Texto:

================================

Trump apelidou as fontes de energia renováveis, como a energia eólica, de "anedota" e criticou os esforços climáticos da ONU.
Os líderes de alguns países estão a assistir ao aumento do nível do mar, que ameaça engolir as suas casas. Outros estão a assistir à morte dos seus cidadãos em inundações, furacões e ondas de calor, todos agravados pelas alterações climáticas.
Mas o mundo que o presidente dos EUA, Donald Trump, descreveu no seu discurso perante a Assembleia Geral das Nações Unidas, na terça-feira, não corresponde àquele com que muitos líderes mundiais na plateia se estão a confrontar. Nem estava de acordo com o que os cientistas há muito observam.
"Esta 'mudança climática' é, na minha opinião, a maior vigarice alguma vez perpetrada contra o mundo", disse Trump.

================================

Instruções das tarefas:
1. Como resumiria o texto em duas frases?
2. Pode transcrever palavra por palavra o trecho do texto que vai de "Os líderes de" a "há muito observam."?

Dados fornecidos:
================================

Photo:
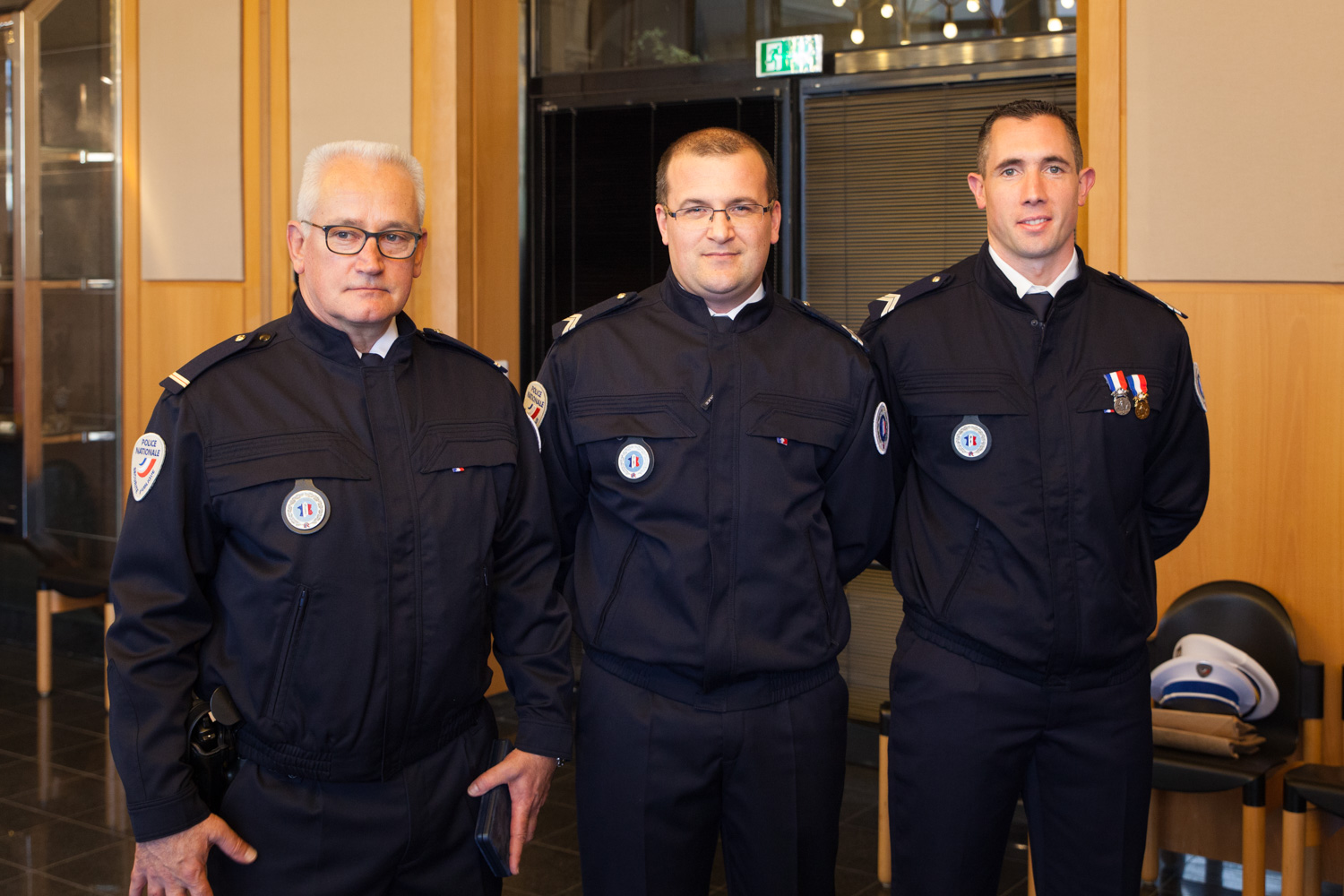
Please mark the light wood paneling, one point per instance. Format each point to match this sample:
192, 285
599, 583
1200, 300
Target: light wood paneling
1214, 101
1266, 355
1101, 123
191, 142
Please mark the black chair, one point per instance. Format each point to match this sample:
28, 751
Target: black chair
1249, 618
1314, 785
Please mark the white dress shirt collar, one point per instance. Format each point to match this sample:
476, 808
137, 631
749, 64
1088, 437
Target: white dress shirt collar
731, 314
1024, 285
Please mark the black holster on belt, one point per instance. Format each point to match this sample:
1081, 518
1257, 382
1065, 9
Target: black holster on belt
211, 745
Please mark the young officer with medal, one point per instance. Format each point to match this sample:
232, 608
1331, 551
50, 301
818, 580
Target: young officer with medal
1048, 445
717, 461
331, 516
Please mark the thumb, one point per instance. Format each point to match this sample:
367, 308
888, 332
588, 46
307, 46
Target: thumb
489, 780
230, 844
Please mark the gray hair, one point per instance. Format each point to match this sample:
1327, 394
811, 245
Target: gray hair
366, 150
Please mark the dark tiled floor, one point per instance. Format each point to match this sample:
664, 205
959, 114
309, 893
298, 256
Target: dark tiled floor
64, 826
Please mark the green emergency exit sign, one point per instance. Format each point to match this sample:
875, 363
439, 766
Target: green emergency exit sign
796, 56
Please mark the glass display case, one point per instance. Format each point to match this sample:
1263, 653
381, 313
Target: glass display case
59, 281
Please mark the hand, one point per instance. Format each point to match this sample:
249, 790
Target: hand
175, 864
529, 778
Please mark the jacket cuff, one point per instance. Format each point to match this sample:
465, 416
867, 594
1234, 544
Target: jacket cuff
545, 739
166, 817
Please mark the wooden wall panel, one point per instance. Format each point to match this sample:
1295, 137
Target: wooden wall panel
1266, 354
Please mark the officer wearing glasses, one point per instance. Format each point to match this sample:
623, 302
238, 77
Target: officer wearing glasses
715, 454
330, 519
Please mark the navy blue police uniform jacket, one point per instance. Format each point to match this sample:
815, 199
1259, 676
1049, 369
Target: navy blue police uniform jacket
1037, 557
723, 564
360, 646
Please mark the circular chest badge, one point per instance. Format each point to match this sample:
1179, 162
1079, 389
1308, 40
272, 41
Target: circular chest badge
882, 427
970, 438
306, 509
634, 461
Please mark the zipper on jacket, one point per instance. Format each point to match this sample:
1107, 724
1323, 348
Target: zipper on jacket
616, 590
961, 573
825, 600
289, 649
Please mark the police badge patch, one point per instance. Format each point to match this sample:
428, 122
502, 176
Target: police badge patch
306, 508
882, 427
147, 460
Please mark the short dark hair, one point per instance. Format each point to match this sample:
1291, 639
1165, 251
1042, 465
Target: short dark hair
714, 142
1026, 110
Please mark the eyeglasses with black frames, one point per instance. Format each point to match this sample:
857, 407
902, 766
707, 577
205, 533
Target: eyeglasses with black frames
347, 239
745, 212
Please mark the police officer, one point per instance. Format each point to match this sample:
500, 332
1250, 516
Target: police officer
330, 519
1048, 443
715, 454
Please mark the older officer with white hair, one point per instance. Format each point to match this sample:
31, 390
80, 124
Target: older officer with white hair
330, 519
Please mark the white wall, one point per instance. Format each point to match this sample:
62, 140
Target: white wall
1236, 124
349, 75
191, 171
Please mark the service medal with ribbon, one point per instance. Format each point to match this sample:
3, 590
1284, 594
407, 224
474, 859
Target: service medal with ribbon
1140, 386
1118, 394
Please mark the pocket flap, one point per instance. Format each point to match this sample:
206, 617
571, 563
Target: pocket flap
290, 455
776, 422
445, 452
964, 402
652, 417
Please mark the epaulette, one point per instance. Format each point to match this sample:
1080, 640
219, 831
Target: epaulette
182, 378
1120, 281
440, 338
589, 314
836, 325
881, 308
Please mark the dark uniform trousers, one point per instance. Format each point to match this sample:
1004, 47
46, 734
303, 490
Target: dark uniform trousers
409, 836
659, 780
967, 740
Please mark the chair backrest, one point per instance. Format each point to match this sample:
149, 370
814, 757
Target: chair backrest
1253, 619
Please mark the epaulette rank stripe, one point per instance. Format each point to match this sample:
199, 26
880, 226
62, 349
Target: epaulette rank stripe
1147, 295
444, 339
590, 314
182, 378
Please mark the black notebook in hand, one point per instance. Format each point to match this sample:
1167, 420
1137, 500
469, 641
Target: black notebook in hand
492, 823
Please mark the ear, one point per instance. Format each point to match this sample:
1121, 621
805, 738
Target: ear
295, 239
1086, 180
418, 258
661, 215
978, 188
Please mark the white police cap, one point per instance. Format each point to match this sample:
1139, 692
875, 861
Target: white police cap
1207, 668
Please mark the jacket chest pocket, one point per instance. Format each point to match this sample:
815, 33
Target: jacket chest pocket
976, 422
782, 427
249, 478
467, 463
1124, 438
605, 427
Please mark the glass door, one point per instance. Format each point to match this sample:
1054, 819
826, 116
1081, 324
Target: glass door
62, 175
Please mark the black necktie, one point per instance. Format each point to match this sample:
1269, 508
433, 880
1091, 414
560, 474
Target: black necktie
1038, 303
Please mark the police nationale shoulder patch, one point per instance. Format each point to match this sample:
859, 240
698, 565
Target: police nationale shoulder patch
634, 461
147, 461
535, 402
306, 508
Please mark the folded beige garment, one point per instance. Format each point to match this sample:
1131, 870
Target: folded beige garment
1202, 723
1211, 745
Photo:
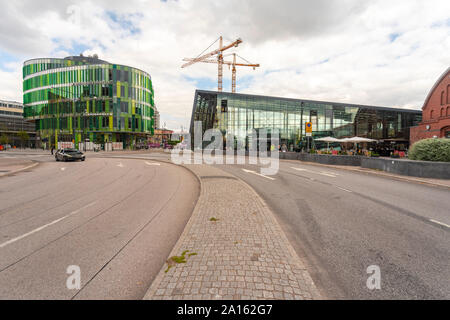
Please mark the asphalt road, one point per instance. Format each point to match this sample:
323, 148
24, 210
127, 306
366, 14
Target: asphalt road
342, 222
117, 219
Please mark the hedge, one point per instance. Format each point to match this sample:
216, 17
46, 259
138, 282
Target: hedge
431, 150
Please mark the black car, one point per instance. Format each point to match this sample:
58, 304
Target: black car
69, 155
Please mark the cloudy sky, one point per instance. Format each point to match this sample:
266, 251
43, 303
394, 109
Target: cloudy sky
386, 53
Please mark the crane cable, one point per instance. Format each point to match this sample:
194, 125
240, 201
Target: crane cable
207, 48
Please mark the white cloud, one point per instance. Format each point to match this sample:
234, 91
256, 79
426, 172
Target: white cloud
326, 50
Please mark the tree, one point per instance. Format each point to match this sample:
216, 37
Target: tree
24, 137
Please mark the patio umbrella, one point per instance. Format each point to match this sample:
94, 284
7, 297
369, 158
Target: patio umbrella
356, 140
328, 140
359, 140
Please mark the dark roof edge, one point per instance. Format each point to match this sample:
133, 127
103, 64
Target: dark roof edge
435, 86
315, 101
100, 62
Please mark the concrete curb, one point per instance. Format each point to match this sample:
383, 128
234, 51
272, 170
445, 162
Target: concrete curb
197, 211
178, 246
376, 173
35, 164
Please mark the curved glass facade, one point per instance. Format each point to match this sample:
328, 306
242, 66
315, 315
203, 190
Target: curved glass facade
238, 114
79, 98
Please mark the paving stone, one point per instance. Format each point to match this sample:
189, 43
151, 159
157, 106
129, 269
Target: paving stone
243, 255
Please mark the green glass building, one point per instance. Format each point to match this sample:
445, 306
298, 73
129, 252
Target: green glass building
78, 99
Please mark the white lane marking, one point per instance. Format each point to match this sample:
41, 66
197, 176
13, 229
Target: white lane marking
258, 174
345, 190
315, 172
152, 163
332, 173
45, 226
441, 223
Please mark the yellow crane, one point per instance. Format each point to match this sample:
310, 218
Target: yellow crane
206, 58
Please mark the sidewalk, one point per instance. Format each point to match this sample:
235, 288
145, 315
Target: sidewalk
231, 249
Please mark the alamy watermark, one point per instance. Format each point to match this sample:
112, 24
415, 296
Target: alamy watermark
73, 282
213, 147
374, 281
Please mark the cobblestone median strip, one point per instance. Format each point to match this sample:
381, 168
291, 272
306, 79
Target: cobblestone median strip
241, 253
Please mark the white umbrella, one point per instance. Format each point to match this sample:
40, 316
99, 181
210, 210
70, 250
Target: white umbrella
358, 140
328, 140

================================

Respostas por tarefa:
1. Trump chamou "anedota" às fontes de energia renováveis, criticou os esforços climáticos da ONU e afirmou que a "mudança climática" é "a maior vigarice alguma vez perpetrada contra o mundo". O mundo que descreveu no discurso perante a Assembleia Geral das Nações Unidas não corresponde àquele com que muitos líderes na plateia se confrontam, como a subida do nível do mar e as mortes em inundações, furacões e ondas de calor agravados pelas alterações climáticas, nem ao que os cientistas há muito observam.

2.
Os líderes de alguns países estão a assistir ao aumento do nível do mar, que ameaça engolir as suas casas. Outros estão a assistir à morte dos seus cidadãos em inundações, furacões e ondas de calor, todos agravados pelas alterações climáticas.
Mas o mundo que o presidente dos EUA, Donald Trump, descreveu no seu discurso perante a Assembleia Geral das Nações Unidas, na terça-feira, não corresponde àquele com que muitos líderes mundiais na plateia se estão a confrontar. Nem estava de acordo com o que os cientistas há muito observam.